> Task list:
(1) According to the Harvey County COVID-19 article, where does the woman in her 20s work?
(2) Reproduce the Harvey County COVID-19 article between "The health department announced" and "Kansas Christian Home.", inclusive, substituting "Thursday" for "Wednesday".

> Source passage:
__________
Four new cases add to COVID-19 upswing in Harvey County

By Adam Strunk

Harvey County went from no active cases of COVID-19 at the start of the month to 12 by June 24.

The health department announced four new cases Wednesday on the heels of three new cases Monday, making for 11 positive cases popping up in the county in five days.

For Wednesday’s new cases, two were females in their 40s. One is at home and the other hospitalized. One person is a male in his 20s, and the other was a female in her 20s, who works at Kansas Christian Home.
The cause of contraction for the two patients in their 40s is still being investigated. The two people in their 20s had close contact with family units with known active cases  according to the county press release. The man had already been in quarantine after coming in contact with a known case.

As for the employee of Kansas Christian Home, the county said she did not have direct contact with residents or care staff.
However, the health department will continue to work in conjunction with Kansas Christian Home to determine if additional testing of individuals is needed,” the release stated.
Cases now range in age groups from teenagers to a woman in her 70’s. Two residents are currently hospitalized.
__________
> Data shown:
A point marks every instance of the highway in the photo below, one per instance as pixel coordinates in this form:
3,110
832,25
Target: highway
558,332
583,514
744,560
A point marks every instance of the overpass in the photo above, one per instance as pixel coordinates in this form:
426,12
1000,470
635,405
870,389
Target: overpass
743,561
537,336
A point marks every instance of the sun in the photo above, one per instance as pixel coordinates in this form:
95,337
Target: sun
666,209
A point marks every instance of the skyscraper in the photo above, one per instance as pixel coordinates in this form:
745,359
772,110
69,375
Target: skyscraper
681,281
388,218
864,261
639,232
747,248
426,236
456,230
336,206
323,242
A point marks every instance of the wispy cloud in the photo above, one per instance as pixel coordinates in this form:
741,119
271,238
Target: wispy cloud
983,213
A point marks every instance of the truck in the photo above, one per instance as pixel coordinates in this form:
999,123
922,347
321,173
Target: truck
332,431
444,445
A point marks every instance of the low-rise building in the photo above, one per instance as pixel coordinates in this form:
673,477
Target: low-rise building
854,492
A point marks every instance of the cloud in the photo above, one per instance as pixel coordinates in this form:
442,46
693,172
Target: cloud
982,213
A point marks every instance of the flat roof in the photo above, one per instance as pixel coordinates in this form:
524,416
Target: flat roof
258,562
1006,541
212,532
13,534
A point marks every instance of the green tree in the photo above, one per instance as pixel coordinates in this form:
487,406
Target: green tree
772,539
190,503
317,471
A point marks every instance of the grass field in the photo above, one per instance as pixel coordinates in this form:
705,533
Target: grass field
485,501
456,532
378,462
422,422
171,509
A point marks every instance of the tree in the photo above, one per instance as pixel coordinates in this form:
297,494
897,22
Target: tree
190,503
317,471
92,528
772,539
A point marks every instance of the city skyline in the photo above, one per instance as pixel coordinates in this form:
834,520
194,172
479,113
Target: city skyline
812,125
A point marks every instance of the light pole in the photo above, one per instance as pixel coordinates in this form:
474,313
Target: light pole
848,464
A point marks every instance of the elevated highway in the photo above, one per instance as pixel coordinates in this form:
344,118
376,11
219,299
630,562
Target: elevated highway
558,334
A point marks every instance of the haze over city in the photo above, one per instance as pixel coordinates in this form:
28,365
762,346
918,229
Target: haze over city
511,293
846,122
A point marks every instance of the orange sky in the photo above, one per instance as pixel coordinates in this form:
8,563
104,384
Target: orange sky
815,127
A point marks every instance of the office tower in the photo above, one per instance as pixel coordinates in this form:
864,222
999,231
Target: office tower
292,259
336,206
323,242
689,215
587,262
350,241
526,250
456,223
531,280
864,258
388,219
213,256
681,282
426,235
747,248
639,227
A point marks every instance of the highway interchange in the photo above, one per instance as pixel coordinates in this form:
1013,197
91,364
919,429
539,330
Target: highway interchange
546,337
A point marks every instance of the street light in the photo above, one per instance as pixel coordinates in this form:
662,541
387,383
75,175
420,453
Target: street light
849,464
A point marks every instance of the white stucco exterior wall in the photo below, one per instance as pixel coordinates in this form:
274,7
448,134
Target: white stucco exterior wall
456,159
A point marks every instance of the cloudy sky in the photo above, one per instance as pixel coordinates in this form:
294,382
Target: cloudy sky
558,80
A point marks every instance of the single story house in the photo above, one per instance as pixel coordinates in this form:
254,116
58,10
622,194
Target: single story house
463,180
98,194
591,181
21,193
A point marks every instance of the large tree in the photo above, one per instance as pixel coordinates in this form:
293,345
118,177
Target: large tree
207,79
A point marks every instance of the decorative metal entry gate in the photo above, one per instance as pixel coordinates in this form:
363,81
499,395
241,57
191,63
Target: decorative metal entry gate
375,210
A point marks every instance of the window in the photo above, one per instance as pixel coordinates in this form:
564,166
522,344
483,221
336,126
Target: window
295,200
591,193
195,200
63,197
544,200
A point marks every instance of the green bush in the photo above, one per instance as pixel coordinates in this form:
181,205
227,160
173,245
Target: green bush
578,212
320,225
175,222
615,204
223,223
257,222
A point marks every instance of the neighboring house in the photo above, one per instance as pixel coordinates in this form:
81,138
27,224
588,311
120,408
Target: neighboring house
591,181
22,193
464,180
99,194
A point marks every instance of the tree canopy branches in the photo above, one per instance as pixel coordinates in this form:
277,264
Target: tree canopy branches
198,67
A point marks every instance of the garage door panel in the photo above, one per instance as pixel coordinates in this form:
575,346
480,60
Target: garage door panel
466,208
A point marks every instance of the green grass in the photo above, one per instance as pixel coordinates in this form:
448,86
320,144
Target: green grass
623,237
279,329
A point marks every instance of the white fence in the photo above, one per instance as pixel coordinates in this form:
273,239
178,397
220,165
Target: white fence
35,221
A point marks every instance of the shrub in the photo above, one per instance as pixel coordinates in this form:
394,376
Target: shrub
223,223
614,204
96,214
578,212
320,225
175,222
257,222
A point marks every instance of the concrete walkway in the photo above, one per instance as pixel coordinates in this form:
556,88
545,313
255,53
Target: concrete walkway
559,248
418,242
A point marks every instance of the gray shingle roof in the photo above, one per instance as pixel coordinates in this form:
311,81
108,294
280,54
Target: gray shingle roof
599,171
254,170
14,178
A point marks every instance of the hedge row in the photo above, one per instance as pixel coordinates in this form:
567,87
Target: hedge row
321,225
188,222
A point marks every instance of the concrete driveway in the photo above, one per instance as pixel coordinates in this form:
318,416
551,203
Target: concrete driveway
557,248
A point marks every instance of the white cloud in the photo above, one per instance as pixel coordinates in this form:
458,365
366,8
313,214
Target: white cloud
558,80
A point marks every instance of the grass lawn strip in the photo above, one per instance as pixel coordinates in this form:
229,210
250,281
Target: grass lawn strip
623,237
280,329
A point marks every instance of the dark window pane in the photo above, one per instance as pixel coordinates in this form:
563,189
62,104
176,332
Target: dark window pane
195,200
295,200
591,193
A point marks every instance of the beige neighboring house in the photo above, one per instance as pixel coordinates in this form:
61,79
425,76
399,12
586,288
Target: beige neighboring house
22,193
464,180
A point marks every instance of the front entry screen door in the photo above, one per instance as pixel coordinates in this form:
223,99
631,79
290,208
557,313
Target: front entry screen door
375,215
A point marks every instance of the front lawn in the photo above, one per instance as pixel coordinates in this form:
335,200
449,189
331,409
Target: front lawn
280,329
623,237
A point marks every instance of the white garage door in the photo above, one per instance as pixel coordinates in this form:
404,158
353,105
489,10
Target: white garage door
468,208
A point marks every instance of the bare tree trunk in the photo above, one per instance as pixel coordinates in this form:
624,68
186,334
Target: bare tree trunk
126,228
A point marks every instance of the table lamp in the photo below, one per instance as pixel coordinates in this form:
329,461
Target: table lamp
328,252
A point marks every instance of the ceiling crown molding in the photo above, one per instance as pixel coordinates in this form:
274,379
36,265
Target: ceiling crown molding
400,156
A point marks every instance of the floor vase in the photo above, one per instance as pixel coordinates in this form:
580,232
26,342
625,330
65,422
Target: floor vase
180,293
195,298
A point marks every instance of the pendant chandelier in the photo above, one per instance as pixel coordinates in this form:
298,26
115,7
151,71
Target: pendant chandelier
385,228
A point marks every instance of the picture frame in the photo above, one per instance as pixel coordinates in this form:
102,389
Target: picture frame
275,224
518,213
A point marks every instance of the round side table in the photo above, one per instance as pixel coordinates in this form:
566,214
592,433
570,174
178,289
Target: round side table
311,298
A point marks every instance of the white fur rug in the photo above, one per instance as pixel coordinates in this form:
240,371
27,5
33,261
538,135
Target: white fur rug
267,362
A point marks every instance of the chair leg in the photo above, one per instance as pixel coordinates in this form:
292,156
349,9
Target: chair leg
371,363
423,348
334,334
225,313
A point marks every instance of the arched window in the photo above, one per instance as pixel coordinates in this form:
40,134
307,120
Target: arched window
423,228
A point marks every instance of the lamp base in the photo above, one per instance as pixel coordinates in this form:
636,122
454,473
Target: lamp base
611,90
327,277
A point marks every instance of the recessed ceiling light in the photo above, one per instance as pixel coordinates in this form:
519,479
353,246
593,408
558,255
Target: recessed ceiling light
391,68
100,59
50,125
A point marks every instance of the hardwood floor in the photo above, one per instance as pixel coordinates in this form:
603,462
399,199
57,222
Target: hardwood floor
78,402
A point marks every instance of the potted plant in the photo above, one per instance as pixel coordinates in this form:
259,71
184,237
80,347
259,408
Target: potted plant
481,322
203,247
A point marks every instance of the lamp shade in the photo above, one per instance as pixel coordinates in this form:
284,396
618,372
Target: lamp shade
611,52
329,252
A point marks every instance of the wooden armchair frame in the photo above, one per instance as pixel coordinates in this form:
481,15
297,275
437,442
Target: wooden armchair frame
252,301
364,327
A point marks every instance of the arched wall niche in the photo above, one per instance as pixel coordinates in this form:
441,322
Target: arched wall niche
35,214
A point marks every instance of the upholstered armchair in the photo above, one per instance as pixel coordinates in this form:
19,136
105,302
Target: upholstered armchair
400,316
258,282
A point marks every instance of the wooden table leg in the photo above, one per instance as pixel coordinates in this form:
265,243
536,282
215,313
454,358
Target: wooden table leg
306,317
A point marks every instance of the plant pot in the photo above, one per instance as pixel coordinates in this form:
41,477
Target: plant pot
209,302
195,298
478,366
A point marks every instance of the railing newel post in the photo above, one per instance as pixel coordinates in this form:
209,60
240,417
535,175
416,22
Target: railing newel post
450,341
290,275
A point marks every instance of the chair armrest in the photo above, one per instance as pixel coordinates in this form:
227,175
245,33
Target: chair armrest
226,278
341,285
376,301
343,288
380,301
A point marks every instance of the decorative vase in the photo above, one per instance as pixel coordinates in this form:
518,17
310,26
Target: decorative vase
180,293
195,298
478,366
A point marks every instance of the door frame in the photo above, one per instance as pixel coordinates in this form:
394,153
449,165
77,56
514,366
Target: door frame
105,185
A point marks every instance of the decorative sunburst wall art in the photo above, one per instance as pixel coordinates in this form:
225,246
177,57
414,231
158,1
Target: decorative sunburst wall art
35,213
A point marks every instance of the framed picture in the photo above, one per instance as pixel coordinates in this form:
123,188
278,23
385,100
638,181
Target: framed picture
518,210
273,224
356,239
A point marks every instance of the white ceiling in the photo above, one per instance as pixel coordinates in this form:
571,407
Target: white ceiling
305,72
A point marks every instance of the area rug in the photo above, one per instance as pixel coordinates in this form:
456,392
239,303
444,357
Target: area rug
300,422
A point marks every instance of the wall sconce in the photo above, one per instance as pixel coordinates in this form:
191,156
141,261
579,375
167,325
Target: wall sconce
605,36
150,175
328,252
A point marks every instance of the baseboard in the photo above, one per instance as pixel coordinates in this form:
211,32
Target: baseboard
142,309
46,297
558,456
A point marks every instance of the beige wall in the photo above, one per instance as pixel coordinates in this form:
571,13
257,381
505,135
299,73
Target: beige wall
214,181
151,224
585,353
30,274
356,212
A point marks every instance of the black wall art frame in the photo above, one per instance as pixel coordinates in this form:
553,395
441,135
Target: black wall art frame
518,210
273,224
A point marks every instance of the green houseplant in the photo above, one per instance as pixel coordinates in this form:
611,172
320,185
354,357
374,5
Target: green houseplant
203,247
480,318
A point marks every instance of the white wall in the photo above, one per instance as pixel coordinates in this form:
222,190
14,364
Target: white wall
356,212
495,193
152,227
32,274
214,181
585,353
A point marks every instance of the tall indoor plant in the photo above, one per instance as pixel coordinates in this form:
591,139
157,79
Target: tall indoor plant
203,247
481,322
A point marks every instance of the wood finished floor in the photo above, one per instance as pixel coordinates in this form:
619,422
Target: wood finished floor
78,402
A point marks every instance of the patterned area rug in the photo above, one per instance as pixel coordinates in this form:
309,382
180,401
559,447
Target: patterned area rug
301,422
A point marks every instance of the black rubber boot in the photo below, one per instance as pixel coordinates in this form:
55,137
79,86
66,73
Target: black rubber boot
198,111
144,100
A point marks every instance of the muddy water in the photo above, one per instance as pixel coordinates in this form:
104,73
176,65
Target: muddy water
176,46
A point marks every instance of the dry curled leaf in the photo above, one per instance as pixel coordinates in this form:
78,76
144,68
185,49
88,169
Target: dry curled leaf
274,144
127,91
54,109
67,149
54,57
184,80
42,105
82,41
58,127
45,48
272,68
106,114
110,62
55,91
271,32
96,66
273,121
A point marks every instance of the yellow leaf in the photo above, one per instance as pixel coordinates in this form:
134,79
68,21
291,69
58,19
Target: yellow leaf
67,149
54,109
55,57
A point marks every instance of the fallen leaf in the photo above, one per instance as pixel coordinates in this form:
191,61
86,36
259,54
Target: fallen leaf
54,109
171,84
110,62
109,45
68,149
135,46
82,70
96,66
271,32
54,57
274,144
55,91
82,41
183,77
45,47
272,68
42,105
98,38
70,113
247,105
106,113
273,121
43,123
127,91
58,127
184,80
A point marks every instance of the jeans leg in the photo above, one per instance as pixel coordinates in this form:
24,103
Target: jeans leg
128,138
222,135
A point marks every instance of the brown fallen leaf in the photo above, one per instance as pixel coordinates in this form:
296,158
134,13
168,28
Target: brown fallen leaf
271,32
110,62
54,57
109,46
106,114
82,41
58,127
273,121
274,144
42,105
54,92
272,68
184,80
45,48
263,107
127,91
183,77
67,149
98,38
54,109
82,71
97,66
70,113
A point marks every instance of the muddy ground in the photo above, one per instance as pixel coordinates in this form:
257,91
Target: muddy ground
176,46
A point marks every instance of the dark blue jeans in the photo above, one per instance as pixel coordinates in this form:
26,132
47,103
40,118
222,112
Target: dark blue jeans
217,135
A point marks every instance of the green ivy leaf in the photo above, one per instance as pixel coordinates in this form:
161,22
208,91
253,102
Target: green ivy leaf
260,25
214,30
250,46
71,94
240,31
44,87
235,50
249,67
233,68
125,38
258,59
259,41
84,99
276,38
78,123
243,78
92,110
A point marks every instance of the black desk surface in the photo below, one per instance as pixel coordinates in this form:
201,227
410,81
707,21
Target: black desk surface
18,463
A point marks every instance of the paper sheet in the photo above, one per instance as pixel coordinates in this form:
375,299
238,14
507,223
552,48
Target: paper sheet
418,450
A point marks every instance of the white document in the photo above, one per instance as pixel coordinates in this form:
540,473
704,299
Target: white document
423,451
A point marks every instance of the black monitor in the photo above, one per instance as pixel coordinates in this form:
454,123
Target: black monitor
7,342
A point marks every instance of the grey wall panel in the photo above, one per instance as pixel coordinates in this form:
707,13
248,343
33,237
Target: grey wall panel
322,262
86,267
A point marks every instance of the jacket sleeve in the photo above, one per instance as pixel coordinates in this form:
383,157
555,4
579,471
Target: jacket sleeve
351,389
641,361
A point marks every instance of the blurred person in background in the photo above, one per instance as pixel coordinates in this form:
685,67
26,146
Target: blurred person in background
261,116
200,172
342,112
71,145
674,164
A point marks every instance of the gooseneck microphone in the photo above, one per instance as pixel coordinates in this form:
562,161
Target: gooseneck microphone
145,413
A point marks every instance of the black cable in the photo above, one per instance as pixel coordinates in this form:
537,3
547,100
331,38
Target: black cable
__________
> Responses to the tasks:
(1) Kansas Christian Home.

(2)
The health department announced four new cases Thursday on the heels of three new cases Monday, making for 11 positive cases popping up in the county in five days.

For Thursday’s new cases, two were females in their 40s. One is at home and the other hospitalized. One person is a male in his 20s, and the other was a female in her 20s, who works at Kansas Christian Home.